• [WRITTEN REQUEST 1]: In the post about Victorian yard sales, how much did the writer pay for each pair of shorts and each tee?

------ QUOTED PASSAGE ------

August 20, 2008
Victorian yard sales
Written by Shirley Karr in Jaunty PostIt’s summertime, and you know what that means – garage sales!
Maybe this is a redneck, lowbrow thing, and those with bigger paychecks sniff and turn their head, but I love cruising garage sales, yard sales, estate sales, whatever sales. Give me a handwritten cardboard sign tacked to a telephone pole on a street corner and I’m there. Trying to follow the signs reminds me of scavenger hunts. (But it really irks me when the signs are left up long after the sale, or they’re too faint/small print for me to read at 30 mph, or there’s one sign on the corner of the main street but none visible after that to lead me to the actual sale. I hate a tease.)
Maybe it’s my frugal nature, maybe it’s the treasure hunt aspect. You never know what you’ll find — it’s true about one man’s junk being another man’s treasure. And it certainly makes sense to buy shorts and tees for twenty-five cents each than to pay full retail price when they’re only going to fit my growing son for a few months. It’s a win/win — the mom I bought them from cleared out closets and got a little money back on her investment, and I was able to buy a few more toys with the money we saved. (Yes, it turns out I have a weakness for buying toys. Who knew?)

------ DATA FOR THE TASK ------

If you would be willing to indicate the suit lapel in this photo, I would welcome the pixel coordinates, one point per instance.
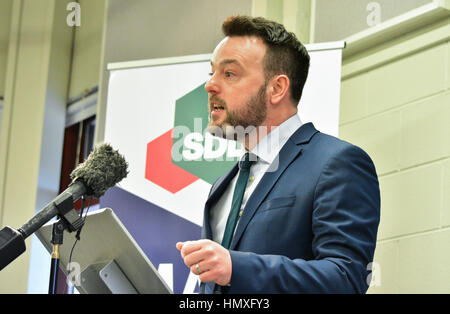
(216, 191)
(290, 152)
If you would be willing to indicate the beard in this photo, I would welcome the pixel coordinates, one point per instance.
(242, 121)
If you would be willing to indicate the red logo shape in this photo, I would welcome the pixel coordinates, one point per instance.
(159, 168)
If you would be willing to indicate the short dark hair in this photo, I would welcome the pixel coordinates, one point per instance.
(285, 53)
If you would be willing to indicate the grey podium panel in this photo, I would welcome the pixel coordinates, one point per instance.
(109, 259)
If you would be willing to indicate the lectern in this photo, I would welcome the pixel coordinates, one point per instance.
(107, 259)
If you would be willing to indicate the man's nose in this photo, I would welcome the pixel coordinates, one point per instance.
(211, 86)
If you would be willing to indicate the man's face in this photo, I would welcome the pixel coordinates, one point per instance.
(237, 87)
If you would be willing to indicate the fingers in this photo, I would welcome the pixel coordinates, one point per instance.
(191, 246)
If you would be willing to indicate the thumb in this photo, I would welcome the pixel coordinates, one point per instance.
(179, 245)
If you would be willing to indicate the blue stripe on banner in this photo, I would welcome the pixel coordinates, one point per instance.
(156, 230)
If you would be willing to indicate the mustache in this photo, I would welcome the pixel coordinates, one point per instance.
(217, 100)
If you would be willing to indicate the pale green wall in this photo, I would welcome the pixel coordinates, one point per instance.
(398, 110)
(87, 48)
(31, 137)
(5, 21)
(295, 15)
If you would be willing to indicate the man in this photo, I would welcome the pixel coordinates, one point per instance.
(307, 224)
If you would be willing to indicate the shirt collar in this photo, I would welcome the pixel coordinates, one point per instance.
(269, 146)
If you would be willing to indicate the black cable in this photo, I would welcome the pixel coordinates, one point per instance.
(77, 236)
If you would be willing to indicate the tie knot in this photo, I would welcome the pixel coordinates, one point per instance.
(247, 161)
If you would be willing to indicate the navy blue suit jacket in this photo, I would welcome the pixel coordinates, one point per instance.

------

• [WRITTEN REQUEST 2]: In the listing, take the lines from the one with "If you would be willing to indicate the tie" through the end of the listing, change "navy blue" to "charcoal gray", and write those lines out again with nothing else altered.

• [FULL OUTPUT 1]: Twenty-five cents each.

• [FULL OUTPUT 2]:
If you would be willing to indicate the tie knot in this photo, I would welcome the pixel coordinates, one point per instance.
(247, 161)
If you would be willing to indicate the charcoal gray suit jacket in this photo, I would welcome the pixel coordinates, one point per instance.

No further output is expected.